** Given request **
Count the lines in the items below that contain the string "hair", treating uppercase and lowercase as different. Reply with the number alone.

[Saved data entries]

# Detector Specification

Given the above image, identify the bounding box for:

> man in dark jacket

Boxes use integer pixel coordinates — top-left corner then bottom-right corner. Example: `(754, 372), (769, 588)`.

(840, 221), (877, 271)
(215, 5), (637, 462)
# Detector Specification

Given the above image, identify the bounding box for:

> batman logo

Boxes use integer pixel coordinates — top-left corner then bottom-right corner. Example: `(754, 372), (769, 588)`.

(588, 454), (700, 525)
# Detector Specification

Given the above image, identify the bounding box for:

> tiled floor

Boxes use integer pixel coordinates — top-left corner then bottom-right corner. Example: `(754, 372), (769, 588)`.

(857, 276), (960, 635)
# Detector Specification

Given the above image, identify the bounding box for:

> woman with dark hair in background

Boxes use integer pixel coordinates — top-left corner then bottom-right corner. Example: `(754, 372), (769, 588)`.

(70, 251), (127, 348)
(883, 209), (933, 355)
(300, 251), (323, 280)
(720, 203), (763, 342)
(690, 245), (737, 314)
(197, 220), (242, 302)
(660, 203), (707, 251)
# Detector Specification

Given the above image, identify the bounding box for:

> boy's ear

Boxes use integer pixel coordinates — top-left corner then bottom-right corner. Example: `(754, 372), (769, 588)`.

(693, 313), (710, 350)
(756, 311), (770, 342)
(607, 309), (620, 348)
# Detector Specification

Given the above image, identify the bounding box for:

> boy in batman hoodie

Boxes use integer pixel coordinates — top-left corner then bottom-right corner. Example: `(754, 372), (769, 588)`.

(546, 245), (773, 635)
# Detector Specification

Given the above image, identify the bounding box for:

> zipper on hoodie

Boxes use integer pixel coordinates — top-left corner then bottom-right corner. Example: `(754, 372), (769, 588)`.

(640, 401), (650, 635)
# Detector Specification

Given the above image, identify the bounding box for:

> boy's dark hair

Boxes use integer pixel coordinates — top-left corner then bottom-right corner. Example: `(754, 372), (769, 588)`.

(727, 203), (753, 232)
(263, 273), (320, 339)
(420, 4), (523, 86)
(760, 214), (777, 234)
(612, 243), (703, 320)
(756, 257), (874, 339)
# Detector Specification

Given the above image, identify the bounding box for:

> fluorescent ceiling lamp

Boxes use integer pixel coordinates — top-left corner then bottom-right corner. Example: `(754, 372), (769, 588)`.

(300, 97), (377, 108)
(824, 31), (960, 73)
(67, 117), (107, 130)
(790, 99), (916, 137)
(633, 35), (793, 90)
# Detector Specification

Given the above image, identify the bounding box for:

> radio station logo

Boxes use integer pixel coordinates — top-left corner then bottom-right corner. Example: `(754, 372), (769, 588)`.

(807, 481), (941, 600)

** Answer below **
2